● **TASK TO COMPLETE**
Please output exactly the lines below, starting at the line that has "wanted | a pin on every instance of the girl holding" and ending at the line that has "form | each point like <point>48,146</point>", both included; leave out all pictures and include nothing else.

[Stored items]
____________________
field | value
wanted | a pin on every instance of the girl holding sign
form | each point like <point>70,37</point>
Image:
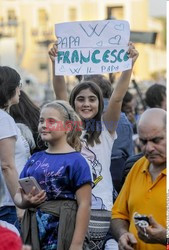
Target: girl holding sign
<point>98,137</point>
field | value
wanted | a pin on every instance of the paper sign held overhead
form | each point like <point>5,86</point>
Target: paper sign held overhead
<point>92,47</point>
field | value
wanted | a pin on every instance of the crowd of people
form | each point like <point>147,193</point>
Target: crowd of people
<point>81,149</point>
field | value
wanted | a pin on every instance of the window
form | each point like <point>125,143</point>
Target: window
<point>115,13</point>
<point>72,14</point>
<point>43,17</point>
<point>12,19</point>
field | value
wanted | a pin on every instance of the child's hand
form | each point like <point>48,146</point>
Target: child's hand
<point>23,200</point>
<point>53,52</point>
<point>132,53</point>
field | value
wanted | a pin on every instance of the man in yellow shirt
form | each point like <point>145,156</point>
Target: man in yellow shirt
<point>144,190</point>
____________________
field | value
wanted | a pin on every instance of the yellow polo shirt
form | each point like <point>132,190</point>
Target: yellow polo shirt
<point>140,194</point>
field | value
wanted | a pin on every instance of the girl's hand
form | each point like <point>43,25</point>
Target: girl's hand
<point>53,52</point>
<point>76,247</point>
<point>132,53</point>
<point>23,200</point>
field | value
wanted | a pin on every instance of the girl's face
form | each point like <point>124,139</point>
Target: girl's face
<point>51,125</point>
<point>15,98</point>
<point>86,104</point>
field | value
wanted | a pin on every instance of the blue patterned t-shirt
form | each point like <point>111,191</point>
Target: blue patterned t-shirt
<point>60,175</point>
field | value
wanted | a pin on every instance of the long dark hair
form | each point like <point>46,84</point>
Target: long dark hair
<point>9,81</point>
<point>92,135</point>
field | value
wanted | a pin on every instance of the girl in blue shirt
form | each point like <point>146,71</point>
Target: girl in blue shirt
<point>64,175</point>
____________________
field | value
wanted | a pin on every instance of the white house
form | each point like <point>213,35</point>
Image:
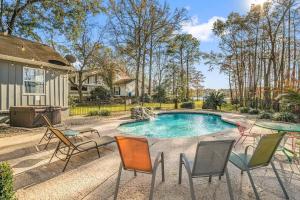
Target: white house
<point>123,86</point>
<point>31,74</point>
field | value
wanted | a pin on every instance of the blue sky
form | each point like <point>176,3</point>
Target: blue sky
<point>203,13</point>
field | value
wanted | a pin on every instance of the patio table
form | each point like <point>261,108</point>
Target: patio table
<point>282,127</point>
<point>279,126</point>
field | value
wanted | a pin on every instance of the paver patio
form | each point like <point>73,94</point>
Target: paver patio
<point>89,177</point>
____________________
● **TASK RESULT**
wanted | a pin on every instance of the girl holding sign
form | each point like <point>70,37</point>
Image:
Target: girl holding sign
<point>98,137</point>
field | value
wanted | a pin on every instance of the paper sign held overhead
form | each point like <point>5,86</point>
Target: paper sign held overhead
<point>92,47</point>
field | value
wanted | a pin on every instance of the crowd of people
form | each point like <point>147,193</point>
Target: crowd of people
<point>81,149</point>
field | value
wanted | a pin on every instance of the window
form | each point like <point>125,143</point>
Target: window
<point>115,13</point>
<point>72,14</point>
<point>43,17</point>
<point>12,19</point>
field | value
wanted | a pin on every instance of the child's hand
form | each point like <point>48,146</point>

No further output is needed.